| TASKS TO CARRY OUT |
[a] Rewrite the paragraph that begins "Log reductions in sprouts are based" from the article on ISS seed screening as a short bulleted list, keeping its main facts.
[b] From the article on ISS seed screening, transcribe word for word the part that opens with the words containing "Risk can never" and closes with "be their ALOP.".
[c] Summarize the article on ISS seed screening in two sentences.

| EXCERPT PROVIDED |
========================================

ISS Seed Screening Seen Theoretically As Several Log Reductions
Bob Rust discusses ISS seed screening processes, which are widely viewed to be the most advanced sprout seed screening capabilities in the sprouting industry.
ISS Seed Screening Seen Theoretically as Substantial Log Reduction
September 16, 2009
Bob Rust, reviewed/edited by Martin Cole
In his keynote address to the June 9, 2009 Scientific Session of the ISGA Convention in Chicago Dr. Martin Cole (Chairman of the International Commission on Microbiological Specifications for Foods (ICMSF) and Director, National Center for Food Safety and Technology (NCFST)), discussed the theoretical possibility that ISS Seed Screening protocol may be equivalent to a 2.34 log reduction or better.
Risk can never be completely eliminated, but it can be controlled or reduced to an appropriate level of protection (ALOP). The FDA stated in the White Papersthat commercial sprout producers need to implement a series of procedures that reduce the risk of contamination by five logarithms, or “log”. This appears to be their ALOP.
Log reductions in sprouts are based on either real or theoretical levels of contamination. In experiments with chlorine, for example, either naturally contaminated seed with known levels of contamination are used, or seed is inoculated with pathogens to a known level of contamination.
In practice the seed is usually not contaminated, so the chlorine is not reducing any pathogen level at all. But theoretically it would if contamination were present.

========================================

| STORED DATA |
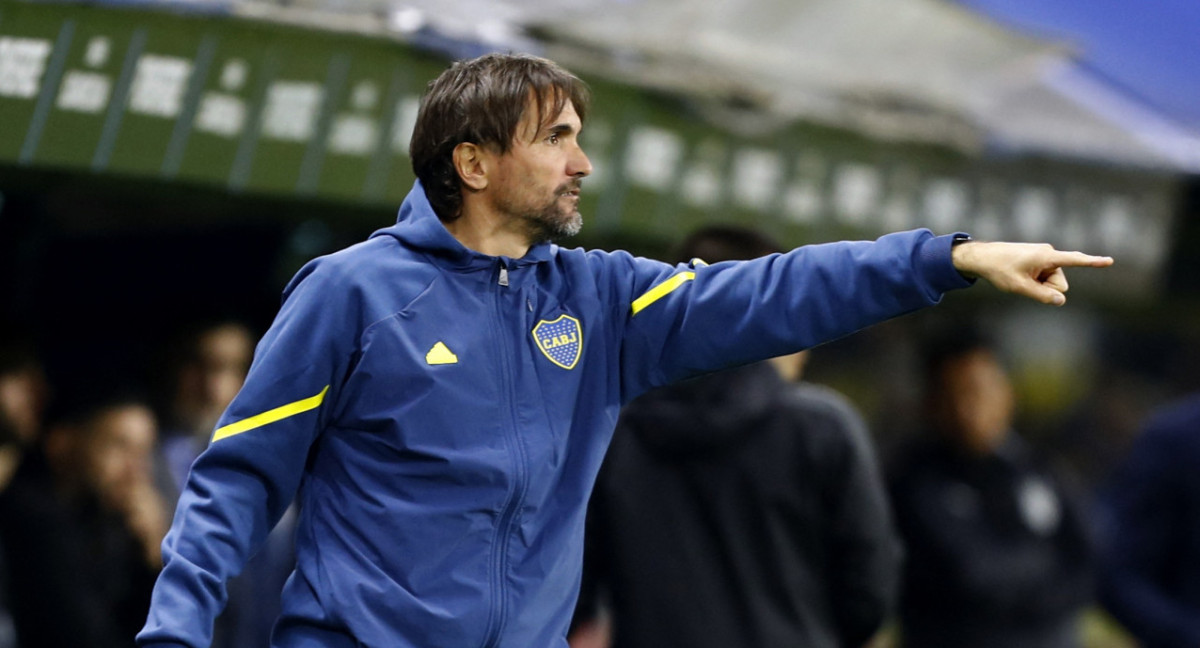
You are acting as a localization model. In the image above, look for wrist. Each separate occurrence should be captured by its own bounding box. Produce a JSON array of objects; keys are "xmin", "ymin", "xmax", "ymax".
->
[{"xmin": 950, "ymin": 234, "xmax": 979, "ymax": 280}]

========================================

| ANSWERS TO THE PROBLEMS |
[a]
- Log reductions in sprouts rest on either real or theoretical contamination levels.
- In chlorine experiments, one approach uses naturally contaminated seed with known contamination levels.
- The other approach inoculates seed with pathogens to a known contamination level.

[b]
Risk can never be completely eliminated, but it can be controlled or reduced to an appropriate level of protection (ALOP). The FDA stated in the White Papersthat commercial sprout producers need to implement a series of procedures that reduce the risk of contamination by five logarithms, or “log”. This appears to be their ALOP.

[c] At the ISGA Convention's June 9, 2009 Scientific Session in Chicago, Dr. Martin Cole discussed the theoretical possibility that the ISS Seed Screening protocol may equal a 2.34 log reduction or better, while the FDA has said commercial sprout producers need procedures that cut contamination risk by five logs. Log reductions in sprouts are based on real or theoretical contamination levels: in practice, seed is usually not contaminated, so a treatment such as chlorine reduces no pathogens, though it theoretically would if contamination were present.